RECORDS PROVIDED START

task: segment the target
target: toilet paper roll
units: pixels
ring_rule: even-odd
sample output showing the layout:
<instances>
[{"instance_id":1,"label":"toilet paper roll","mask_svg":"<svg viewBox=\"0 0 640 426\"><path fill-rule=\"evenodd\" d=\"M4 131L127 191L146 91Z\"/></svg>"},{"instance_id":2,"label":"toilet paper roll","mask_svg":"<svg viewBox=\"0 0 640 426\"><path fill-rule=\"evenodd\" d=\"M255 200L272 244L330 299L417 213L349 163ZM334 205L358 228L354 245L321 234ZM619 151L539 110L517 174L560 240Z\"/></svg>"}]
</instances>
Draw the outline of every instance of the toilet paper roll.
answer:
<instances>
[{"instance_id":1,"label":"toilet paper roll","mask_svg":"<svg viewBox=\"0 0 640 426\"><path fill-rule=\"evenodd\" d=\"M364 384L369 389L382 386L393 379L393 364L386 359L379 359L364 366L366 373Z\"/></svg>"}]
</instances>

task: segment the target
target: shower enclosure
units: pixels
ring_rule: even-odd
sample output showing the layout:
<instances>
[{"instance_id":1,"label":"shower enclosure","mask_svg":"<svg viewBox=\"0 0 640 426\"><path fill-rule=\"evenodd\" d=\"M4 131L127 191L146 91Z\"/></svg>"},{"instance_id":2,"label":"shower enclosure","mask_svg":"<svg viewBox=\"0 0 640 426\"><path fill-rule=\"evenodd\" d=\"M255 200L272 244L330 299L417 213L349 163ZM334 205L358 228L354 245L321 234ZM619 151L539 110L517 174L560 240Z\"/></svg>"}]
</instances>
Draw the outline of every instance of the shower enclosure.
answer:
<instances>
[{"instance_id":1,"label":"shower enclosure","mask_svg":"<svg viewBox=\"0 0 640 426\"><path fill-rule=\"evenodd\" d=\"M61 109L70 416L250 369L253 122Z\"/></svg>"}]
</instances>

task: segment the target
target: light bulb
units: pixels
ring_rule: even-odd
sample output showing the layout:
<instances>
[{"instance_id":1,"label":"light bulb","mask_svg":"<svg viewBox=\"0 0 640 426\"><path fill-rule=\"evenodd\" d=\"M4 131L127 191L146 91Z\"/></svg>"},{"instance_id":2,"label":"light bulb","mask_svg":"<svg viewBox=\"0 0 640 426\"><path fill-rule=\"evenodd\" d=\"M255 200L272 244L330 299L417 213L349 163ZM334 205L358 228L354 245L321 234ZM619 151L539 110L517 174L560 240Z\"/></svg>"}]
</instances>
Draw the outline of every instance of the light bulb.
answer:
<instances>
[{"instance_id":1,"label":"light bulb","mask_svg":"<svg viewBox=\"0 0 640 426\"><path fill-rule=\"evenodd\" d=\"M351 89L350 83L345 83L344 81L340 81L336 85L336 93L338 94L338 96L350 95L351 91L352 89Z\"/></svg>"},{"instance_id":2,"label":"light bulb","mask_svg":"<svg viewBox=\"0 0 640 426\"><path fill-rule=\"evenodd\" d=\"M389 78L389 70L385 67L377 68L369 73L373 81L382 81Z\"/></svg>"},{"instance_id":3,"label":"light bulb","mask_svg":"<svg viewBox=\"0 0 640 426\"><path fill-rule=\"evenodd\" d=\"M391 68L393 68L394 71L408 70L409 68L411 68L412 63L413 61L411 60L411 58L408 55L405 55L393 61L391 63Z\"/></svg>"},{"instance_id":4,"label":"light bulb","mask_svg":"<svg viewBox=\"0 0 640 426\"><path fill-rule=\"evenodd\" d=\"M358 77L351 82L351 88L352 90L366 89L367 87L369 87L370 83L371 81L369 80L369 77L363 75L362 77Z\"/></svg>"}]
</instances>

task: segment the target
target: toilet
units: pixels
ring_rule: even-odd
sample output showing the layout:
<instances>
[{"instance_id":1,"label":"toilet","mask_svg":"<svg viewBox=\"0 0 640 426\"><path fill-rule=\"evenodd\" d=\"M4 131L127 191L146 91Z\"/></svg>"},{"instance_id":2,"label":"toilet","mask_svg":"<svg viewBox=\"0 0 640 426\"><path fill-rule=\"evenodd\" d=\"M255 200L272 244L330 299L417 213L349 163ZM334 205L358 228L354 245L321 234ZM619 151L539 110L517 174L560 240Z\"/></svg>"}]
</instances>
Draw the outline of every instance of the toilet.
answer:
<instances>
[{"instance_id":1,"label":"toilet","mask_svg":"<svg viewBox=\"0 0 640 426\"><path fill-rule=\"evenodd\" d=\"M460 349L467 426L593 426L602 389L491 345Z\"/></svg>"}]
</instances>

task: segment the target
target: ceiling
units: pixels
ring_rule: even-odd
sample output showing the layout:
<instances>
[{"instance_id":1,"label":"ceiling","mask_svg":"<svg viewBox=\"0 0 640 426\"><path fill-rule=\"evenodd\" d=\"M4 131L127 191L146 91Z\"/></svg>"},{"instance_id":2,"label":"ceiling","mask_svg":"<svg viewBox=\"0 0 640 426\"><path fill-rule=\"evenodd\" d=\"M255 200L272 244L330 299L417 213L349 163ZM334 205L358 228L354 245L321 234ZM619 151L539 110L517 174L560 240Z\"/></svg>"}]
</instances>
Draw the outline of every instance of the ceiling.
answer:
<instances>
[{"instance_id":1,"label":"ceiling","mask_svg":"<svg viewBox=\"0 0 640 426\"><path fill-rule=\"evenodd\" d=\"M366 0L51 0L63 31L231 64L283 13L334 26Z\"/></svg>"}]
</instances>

RECORDS PROVIDED END

### WHAT TO DO
Nothing should be altered. Set down all the data again.

### YOUR SOLUTION
task: segment the target
target: toilet paper roll
units: pixels
ring_rule: even-odd
sample output showing the layout:
<instances>
[{"instance_id":1,"label":"toilet paper roll","mask_svg":"<svg viewBox=\"0 0 640 426\"><path fill-rule=\"evenodd\" d=\"M4 131L127 191L146 91Z\"/></svg>"},{"instance_id":2,"label":"toilet paper roll","mask_svg":"<svg viewBox=\"0 0 640 426\"><path fill-rule=\"evenodd\" d=\"M255 200L272 244L330 299L417 213L349 163ZM334 205L358 228L354 245L321 234ZM619 151L539 110L517 174L560 240Z\"/></svg>"}]
</instances>
Draw the outline of every instance of the toilet paper roll.
answer:
<instances>
[{"instance_id":1,"label":"toilet paper roll","mask_svg":"<svg viewBox=\"0 0 640 426\"><path fill-rule=\"evenodd\" d=\"M364 384L369 389L382 386L393 379L393 364L386 359L379 359L364 366L366 373Z\"/></svg>"}]
</instances>

task: segment the target
target: shower enclosure
units: pixels
ring_rule: even-odd
sample output showing the layout:
<instances>
[{"instance_id":1,"label":"shower enclosure","mask_svg":"<svg viewBox=\"0 0 640 426\"><path fill-rule=\"evenodd\" d=\"M4 131L127 191L146 91Z\"/></svg>"},{"instance_id":2,"label":"shower enclosure","mask_svg":"<svg viewBox=\"0 0 640 426\"><path fill-rule=\"evenodd\" d=\"M255 200L272 244L330 299L417 213L349 163ZM334 205L358 228L354 245L321 234ZM619 151L539 110L517 174L560 240Z\"/></svg>"}]
</instances>
Draw the outline of every instance of the shower enclosure.
answer:
<instances>
[{"instance_id":1,"label":"shower enclosure","mask_svg":"<svg viewBox=\"0 0 640 426\"><path fill-rule=\"evenodd\" d=\"M61 109L70 416L250 369L253 122Z\"/></svg>"}]
</instances>

task: segment the target
target: light bulb
units: pixels
ring_rule: even-odd
sample output showing the layout:
<instances>
[{"instance_id":1,"label":"light bulb","mask_svg":"<svg viewBox=\"0 0 640 426\"><path fill-rule=\"evenodd\" d=\"M4 131L127 191L146 91Z\"/></svg>"},{"instance_id":2,"label":"light bulb","mask_svg":"<svg viewBox=\"0 0 640 426\"><path fill-rule=\"evenodd\" d=\"M255 200L272 244L330 299L417 213L349 163ZM334 205L358 228L354 245L321 234ZM619 151L539 110L517 174L560 240Z\"/></svg>"}]
</instances>
Draw the outline of every instance of the light bulb.
answer:
<instances>
[{"instance_id":1,"label":"light bulb","mask_svg":"<svg viewBox=\"0 0 640 426\"><path fill-rule=\"evenodd\" d=\"M351 89L350 83L345 83L344 81L340 81L336 85L336 93L338 94L338 96L350 95L351 91L352 89Z\"/></svg>"},{"instance_id":2,"label":"light bulb","mask_svg":"<svg viewBox=\"0 0 640 426\"><path fill-rule=\"evenodd\" d=\"M389 78L389 70L385 67L377 68L369 73L373 81L382 81Z\"/></svg>"},{"instance_id":3,"label":"light bulb","mask_svg":"<svg viewBox=\"0 0 640 426\"><path fill-rule=\"evenodd\" d=\"M391 68L393 68L394 71L408 70L409 68L411 68L412 63L413 61L411 60L411 58L408 55L405 55L393 61L391 63Z\"/></svg>"},{"instance_id":4,"label":"light bulb","mask_svg":"<svg viewBox=\"0 0 640 426\"><path fill-rule=\"evenodd\" d=\"M358 77L351 82L351 88L352 90L366 89L367 87L369 87L370 83L371 81L369 80L369 77L363 75L362 77Z\"/></svg>"}]
</instances>

task: segment the target
target: toilet
units: pixels
ring_rule: even-odd
sample output showing the layout:
<instances>
[{"instance_id":1,"label":"toilet","mask_svg":"<svg viewBox=\"0 0 640 426\"><path fill-rule=\"evenodd\" d=\"M4 131L127 191L146 91Z\"/></svg>"},{"instance_id":2,"label":"toilet","mask_svg":"<svg viewBox=\"0 0 640 426\"><path fill-rule=\"evenodd\" d=\"M255 200L272 244L330 299L417 213L349 163ZM334 205L358 228L354 245L321 234ZM619 151L539 110L517 174L560 240Z\"/></svg>"}]
</instances>
Draw the outline of every instance of the toilet.
answer:
<instances>
[{"instance_id":1,"label":"toilet","mask_svg":"<svg viewBox=\"0 0 640 426\"><path fill-rule=\"evenodd\" d=\"M460 349L467 426L593 426L602 389L491 345Z\"/></svg>"}]
</instances>

task: segment the target
target: ceiling
units: pixels
ring_rule: even-odd
sample output showing the layout:
<instances>
[{"instance_id":1,"label":"ceiling","mask_svg":"<svg viewBox=\"0 0 640 426\"><path fill-rule=\"evenodd\" d=\"M4 131L127 191L146 91Z\"/></svg>"},{"instance_id":2,"label":"ceiling","mask_svg":"<svg viewBox=\"0 0 640 426\"><path fill-rule=\"evenodd\" d=\"M255 200L272 244L330 299L417 213L349 163ZM334 205L358 228L354 245L321 234ZM619 151L539 110L517 174L560 240Z\"/></svg>"}]
</instances>
Draw the outline of every instance of the ceiling.
answer:
<instances>
[{"instance_id":1,"label":"ceiling","mask_svg":"<svg viewBox=\"0 0 640 426\"><path fill-rule=\"evenodd\" d=\"M366 0L51 0L63 31L231 64L283 13L334 26Z\"/></svg>"}]
</instances>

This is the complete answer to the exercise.